Start of Exercise materials
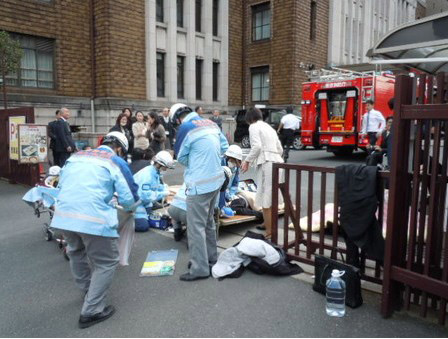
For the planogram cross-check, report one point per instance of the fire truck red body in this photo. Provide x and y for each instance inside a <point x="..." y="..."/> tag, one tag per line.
<point x="333" y="105"/>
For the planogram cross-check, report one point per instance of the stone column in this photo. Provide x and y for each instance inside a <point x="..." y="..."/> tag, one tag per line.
<point x="223" y="17"/>
<point x="150" y="46"/>
<point x="190" y="66"/>
<point x="171" y="51"/>
<point x="207" y="27"/>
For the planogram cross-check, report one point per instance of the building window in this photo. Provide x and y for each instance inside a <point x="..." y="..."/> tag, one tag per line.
<point x="198" y="18"/>
<point x="261" y="22"/>
<point x="215" y="17"/>
<point x="313" y="14"/>
<point x="36" y="66"/>
<point x="215" y="81"/>
<point x="161" y="75"/>
<point x="180" y="13"/>
<point x="159" y="11"/>
<point x="180" y="77"/>
<point x="199" y="64"/>
<point x="260" y="84"/>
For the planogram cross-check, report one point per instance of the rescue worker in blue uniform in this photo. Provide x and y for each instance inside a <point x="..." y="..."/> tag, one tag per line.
<point x="151" y="188"/>
<point x="89" y="221"/>
<point x="199" y="147"/>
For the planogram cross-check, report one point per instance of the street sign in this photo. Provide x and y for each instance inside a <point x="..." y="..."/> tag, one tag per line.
<point x="13" y="136"/>
<point x="33" y="143"/>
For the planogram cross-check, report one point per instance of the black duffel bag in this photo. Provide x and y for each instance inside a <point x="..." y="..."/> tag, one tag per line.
<point x="323" y="267"/>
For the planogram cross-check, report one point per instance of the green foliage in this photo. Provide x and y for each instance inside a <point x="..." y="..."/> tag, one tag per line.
<point x="10" y="54"/>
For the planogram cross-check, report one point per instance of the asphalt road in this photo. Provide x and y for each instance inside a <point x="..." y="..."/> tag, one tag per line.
<point x="39" y="298"/>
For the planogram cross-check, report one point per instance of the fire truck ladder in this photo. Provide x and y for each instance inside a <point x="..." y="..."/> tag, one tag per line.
<point x="335" y="74"/>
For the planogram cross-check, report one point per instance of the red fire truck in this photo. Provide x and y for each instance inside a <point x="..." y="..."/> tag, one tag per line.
<point x="333" y="103"/>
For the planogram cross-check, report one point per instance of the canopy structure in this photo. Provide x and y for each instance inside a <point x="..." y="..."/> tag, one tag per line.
<point x="422" y="44"/>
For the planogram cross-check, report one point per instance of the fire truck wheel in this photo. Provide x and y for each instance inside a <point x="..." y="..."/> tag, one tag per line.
<point x="245" y="142"/>
<point x="343" y="151"/>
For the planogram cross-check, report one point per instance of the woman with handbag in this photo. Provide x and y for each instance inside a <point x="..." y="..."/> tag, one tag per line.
<point x="156" y="133"/>
<point x="266" y="149"/>
<point x="139" y="129"/>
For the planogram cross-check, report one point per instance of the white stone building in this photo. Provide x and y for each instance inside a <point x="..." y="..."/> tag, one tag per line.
End of Exercise materials
Output all the material above exactly once more, leaving every picture out.

**Response to the task**
For the planogram cross-check, report one point per instance of the fire truck red body in this photo. Provide x and y for each instance inside a <point x="..." y="..."/> tag, one tag per line.
<point x="333" y="105"/>
For the planogram cross-check, report one point per instance of the stone column in this photo. Provide x and y for each instance inside a <point x="..." y="..."/> tag, one tag per line.
<point x="223" y="17"/>
<point x="150" y="46"/>
<point x="190" y="66"/>
<point x="171" y="51"/>
<point x="207" y="27"/>
For the planogram cross-check, report one point per instance of the building window in this photo. Provide x and y for each instance inside a <point x="..." y="..."/> tag, one tag per line.
<point x="198" y="18"/>
<point x="261" y="22"/>
<point x="215" y="17"/>
<point x="313" y="14"/>
<point x="36" y="66"/>
<point x="215" y="81"/>
<point x="161" y="75"/>
<point x="180" y="13"/>
<point x="159" y="11"/>
<point x="180" y="77"/>
<point x="199" y="64"/>
<point x="260" y="84"/>
For the planogram cross-check, report one point per instance of the rescue worker in blue uniform in this photo. Provide x and y for each instance inside a <point x="..." y="..."/> tag, one tag per line.
<point x="151" y="188"/>
<point x="89" y="221"/>
<point x="199" y="147"/>
For the planogram cross-check, report one point per instance of the street sign in this photo. Provide x and y for each instance inside a <point x="..." y="..."/> tag, one tag per line.
<point x="13" y="136"/>
<point x="33" y="143"/>
For the planogram cross-check, report one point per instance of the black duffel bag in this photo. Provide x and y for each instance inside a <point x="..." y="..."/> tag, one tag per line.
<point x="323" y="267"/>
For the planogram cross-check, report one point per instance of the green foliage in this photo. Provide x and y for each instance inside a <point x="..." y="..."/> tag, one tag per line.
<point x="10" y="54"/>
For the planogram cross-check, report one point per instance of the asphalt road in this photo. Provide x and y for each instance inside a <point x="..." y="..."/> tag, one tag per line.
<point x="39" y="298"/>
For the planogram cross-check, report one point per instance of the fire truck ladder in this photo. Provide x and y for each instance inside a <point x="..." y="..."/> tag, one tag per line.
<point x="335" y="74"/>
For the planogram cross-check, report one point per instance of the red fire truck in this photo. Provide x and y for each instance inside a <point x="..." y="..."/> tag, one tag per line.
<point x="333" y="103"/>
For the planogram cross-check, report one point per instance of the canopy structure in this photo. Provide x and y for each instance inside a <point x="..." y="..."/> tag, one tag per line.
<point x="422" y="44"/>
For the planogram cross-check, report one point per instance of the fire truck wheel in this photo. Provide x and y for each instance inside a <point x="..." y="..."/> tag, one tag per line.
<point x="245" y="142"/>
<point x="343" y="151"/>
For the planogram cross-check, report one point per instance of the woman with handbag in this photo. Provide x and y for each instance inside a <point x="..." y="..."/> tag, one tag per line.
<point x="156" y="133"/>
<point x="266" y="149"/>
<point x="139" y="129"/>
For the planogram cross-check, report one point per instance of the white stone building in this photo. Provide x and y for each instance inside a <point x="..." y="..."/> tag, one tag per line.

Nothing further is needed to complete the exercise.